* BEGIN Provided information *

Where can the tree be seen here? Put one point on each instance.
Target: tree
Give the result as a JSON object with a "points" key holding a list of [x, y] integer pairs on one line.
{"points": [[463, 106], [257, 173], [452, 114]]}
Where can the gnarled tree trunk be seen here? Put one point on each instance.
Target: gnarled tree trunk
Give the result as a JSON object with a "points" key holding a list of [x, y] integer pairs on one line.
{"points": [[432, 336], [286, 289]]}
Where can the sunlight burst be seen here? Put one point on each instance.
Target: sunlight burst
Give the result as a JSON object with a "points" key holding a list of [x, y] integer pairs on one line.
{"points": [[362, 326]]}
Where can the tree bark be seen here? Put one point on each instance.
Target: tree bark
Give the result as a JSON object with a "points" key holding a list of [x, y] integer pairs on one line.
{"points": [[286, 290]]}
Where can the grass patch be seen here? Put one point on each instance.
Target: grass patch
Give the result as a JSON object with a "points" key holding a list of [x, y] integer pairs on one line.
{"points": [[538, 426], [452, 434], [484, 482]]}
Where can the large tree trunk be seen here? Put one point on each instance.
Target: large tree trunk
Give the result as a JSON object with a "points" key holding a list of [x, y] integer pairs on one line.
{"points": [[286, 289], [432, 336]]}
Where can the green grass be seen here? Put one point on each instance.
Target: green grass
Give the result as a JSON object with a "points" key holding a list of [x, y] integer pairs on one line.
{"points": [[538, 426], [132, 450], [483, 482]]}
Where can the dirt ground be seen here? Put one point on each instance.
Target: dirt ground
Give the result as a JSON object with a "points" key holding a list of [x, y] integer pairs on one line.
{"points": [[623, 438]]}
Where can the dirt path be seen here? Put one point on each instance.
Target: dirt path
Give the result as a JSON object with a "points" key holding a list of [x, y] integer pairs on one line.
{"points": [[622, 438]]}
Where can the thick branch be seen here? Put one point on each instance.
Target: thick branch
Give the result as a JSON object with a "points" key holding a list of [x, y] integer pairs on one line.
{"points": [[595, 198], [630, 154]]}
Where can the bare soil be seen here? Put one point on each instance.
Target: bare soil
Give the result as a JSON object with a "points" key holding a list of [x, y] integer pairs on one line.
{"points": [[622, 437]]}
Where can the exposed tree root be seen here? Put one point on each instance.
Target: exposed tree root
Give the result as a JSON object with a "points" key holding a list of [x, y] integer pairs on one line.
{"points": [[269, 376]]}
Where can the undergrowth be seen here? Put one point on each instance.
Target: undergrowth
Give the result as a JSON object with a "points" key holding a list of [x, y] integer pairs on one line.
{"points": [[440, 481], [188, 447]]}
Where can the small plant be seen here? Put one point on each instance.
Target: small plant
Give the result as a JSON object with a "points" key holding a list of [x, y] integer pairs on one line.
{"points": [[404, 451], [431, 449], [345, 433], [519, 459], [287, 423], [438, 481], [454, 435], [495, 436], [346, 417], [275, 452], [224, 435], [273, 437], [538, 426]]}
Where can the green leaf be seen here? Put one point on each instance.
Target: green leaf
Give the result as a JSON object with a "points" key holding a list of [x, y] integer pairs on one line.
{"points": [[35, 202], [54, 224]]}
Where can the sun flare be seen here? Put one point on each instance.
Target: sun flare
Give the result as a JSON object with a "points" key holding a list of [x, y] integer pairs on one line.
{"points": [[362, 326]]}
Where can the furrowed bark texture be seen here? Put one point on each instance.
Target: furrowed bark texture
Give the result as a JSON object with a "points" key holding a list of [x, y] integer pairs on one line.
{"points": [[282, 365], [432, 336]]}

* END Provided information *

# Task objective
Pull out, word for word, the lines of the rows starting at the line that contains "Where can the furrowed" and ending with the final line of the rows, both included.

# Exercise result
Where can the furrowed bark texture be seen here? Put one point on each instance.
Target: furrowed bark texture
Give the result as a JSON object with a "points" key holding a list of [x, y] integer pairs on one line.
{"points": [[282, 365], [432, 336]]}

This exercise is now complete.